Il s’agit d’un problème double, à la fois d’orientation politique et d’adaptation à un système que les socialistes français disent combattre mais qui les façonne davantage que eux ne le mette en péril et qui finit par les transformer en agents de la bourgeoisie et du patronat au sein du mouvement ouvrier. La plupart de ces socialistes, enfin, se font le relais des couches supérieures du prolétariat « national », refusant et de combattre les préjugés et d’étendre leur influence à l’ensemble du monde du travail, à commencer par ses secteurs les plus précaires et opprimés.

Mais les années 1920 sont une exception dans ce panorama émaillé, avant tout, de faux-pas, de manquements voire de complicité avec la bourgeoisie, de la part des directions réformistes majoritaires du mouvement ouvrier. Il s’agit de la période la plus dynamique de la Section Française de l’Internationale Communiste-PCF, qui renoue avec les traditions les plus internationalistes et révolutionnaires du monde du travail organisé, qu’il s’agisse de la question coloniale que de la question des travailleurs immigrés. C’est ainsi que lors de son IIIe Congrès qu’elle tient à Lille, en 1925, la CGTU, liée au Parti Communiste (qui ne se dit pas encore « Français »), pose très clairement, en sus de son opposition radicale au colonialisme, qui vient de complexifier le rapport à la question des « migrants », que les travailleurs immigrés constituent « un facteur essentiel des possibilités de lutte et de réalisation ouvrières ». Il s’agit d’une façon de souligner tout à la fois le caractère explosif des luttes qui peuvent être menées par les secteurs les plus opprimés du monde du travail, mais également la puissance que représente l’alliance potentielle, constamment désamorcée de façon préventive par les réformistes, entre ouvriers « Français » et « immigrés » dans le combat contre le capital.

****

● Consigne: Relevez tous les mots ou expressions que le texte fourni place entre guillemets, en ne citant qu'une fois ceux qui reviennent.

● Données fournies:
****

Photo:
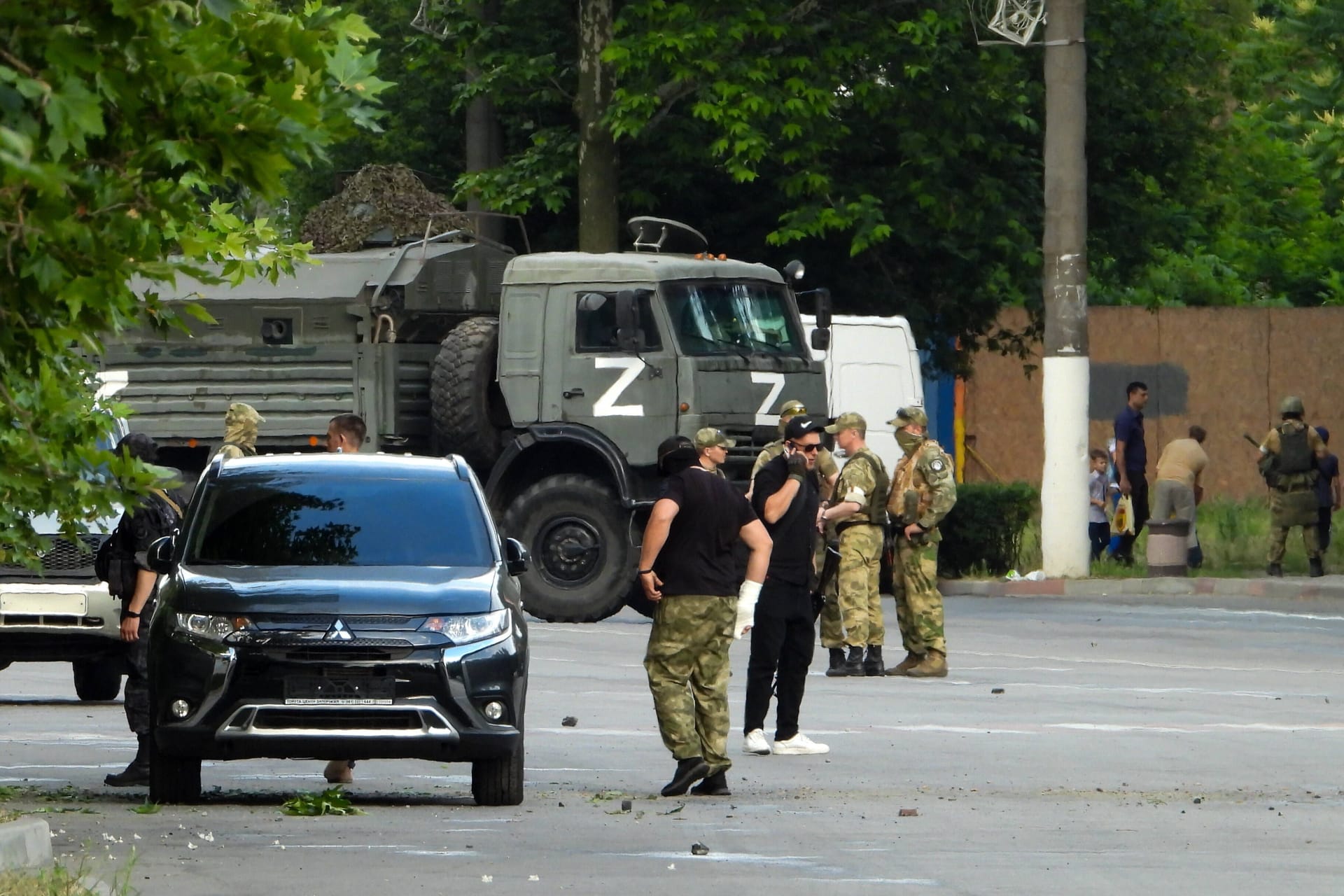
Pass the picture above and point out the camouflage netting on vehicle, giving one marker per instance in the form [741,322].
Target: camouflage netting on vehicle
[385,200]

****

● Réponse:
- « national »
- « Français »
- « migrants »
- « un facteur essentiel des possibilités de lutte et de réalisation ouvrières »
- « immigrés »